> **EXERCISE**:
Copy out the lines from the one containing "the truck mud" through the end of the entries, inclusive, and nothing else. Keep the requests unchanged, and multiply every coordinate in the answers by 1.8, rounding to whole numbers with halves rounded up.

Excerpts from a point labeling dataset
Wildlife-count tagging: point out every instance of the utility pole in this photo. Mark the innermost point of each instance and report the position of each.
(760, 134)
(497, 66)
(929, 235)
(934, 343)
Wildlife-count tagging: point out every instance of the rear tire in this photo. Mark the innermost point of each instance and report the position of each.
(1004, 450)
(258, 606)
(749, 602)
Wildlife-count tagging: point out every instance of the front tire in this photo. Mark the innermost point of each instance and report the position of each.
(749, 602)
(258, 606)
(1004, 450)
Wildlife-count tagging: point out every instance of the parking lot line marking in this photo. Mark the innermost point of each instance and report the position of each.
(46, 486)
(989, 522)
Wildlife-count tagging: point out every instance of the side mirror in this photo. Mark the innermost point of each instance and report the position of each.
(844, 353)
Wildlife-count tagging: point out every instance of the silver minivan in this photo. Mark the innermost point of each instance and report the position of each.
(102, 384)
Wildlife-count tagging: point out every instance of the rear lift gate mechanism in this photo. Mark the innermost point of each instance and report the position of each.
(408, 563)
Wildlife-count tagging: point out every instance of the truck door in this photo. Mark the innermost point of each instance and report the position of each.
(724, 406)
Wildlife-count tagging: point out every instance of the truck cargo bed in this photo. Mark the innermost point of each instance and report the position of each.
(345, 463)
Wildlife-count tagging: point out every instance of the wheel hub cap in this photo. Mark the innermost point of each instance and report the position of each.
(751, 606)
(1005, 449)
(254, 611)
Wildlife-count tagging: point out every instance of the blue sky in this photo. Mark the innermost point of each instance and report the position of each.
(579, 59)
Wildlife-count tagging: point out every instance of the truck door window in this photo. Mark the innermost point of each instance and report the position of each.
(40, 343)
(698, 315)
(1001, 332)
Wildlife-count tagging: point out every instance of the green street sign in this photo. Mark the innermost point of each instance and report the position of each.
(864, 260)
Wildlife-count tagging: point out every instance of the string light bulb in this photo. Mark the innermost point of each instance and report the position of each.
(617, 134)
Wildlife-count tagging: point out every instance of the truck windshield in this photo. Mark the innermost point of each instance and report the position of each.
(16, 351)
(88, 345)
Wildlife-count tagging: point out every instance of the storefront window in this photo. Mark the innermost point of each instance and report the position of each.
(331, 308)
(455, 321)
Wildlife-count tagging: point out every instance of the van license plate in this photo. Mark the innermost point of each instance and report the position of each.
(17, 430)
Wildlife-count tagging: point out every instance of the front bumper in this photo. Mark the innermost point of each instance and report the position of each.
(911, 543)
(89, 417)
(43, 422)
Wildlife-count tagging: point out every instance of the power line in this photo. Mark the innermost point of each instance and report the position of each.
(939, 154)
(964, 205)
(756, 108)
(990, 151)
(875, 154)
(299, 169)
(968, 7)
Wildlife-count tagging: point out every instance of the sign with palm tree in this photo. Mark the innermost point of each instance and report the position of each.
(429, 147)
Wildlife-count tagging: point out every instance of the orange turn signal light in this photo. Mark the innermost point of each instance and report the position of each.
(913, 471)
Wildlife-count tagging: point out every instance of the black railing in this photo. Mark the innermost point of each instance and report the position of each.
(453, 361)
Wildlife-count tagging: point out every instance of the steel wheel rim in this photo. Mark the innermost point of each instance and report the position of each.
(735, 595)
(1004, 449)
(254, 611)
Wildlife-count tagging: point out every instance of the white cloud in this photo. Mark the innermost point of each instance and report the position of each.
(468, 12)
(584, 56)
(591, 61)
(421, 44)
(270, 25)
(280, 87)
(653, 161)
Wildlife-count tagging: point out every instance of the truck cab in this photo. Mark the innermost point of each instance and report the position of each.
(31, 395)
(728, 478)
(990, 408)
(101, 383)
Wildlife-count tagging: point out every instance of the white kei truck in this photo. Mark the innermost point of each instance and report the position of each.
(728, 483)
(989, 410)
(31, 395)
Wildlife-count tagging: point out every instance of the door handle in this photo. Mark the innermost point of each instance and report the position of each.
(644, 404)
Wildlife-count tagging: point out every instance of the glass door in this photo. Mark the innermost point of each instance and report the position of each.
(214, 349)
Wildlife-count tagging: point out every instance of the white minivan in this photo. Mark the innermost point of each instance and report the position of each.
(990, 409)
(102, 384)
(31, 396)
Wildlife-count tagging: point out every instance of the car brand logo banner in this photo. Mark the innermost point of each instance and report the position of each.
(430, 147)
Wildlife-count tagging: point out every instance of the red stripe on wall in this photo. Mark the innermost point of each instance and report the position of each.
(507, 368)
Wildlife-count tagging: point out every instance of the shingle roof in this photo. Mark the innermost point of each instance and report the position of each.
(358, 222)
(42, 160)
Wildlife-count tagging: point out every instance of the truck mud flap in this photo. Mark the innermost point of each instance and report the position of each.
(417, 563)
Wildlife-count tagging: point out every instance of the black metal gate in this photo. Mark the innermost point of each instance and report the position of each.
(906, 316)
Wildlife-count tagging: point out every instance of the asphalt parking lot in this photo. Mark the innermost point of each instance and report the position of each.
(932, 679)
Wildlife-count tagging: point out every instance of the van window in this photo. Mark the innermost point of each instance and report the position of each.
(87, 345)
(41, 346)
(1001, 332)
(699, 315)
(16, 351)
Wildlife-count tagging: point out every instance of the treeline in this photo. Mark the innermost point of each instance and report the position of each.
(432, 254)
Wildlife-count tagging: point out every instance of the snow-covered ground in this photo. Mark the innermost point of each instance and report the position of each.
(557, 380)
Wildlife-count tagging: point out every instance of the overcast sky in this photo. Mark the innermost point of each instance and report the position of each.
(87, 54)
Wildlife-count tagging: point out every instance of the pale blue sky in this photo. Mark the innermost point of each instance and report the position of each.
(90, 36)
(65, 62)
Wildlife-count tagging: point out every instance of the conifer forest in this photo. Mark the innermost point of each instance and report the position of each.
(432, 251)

> **ANSWER TO THE PROBLEM**:
Wildlife-count tagging: point out every instance of the truck mud flap in this photo. Mark the innermost point of each instance and report the position of each.
(751, 1013)
Wildlife-count tagging: point out every instance of the black metal gate in this photo. Mark the innermost point of each instance and report the position of each.
(1631, 569)
Wildlife-count tagging: point out every instance of the asphalt parking lot in this photo. Mark the innermost point of each instance and report the position of each.
(1678, 1222)
Wildlife-count tagging: point out every instance of the van window in this photo. Mark the innermost point of each instance and report the position of each.
(157, 621)
(74, 623)
(1802, 598)
(1258, 567)
(29, 632)
Wildlife-count tagging: point out every instance of the treeline in this photo. Mark the innermost point of each instance and report the position of each.
(778, 457)
Wildlife-count tagging: point out every instance of the snow-covered ground in this photo. Mark the innermost point of each instance and report the position of each.
(1003, 684)
Wildlife-count tagging: point out every instance of the overcast sky in this photo. Mark the innermost point of each instance and report the position of each.
(157, 97)
Wildlife-count tagging: point out every instance of the pale blue sky in this photo. Mark the innermost point of each instance and report the position of each.
(162, 65)
(117, 112)
Wildlife-count tagging: point out every instance of the conifer forest in this photo. Mark the innermost point of each instance and report the position of each.
(778, 452)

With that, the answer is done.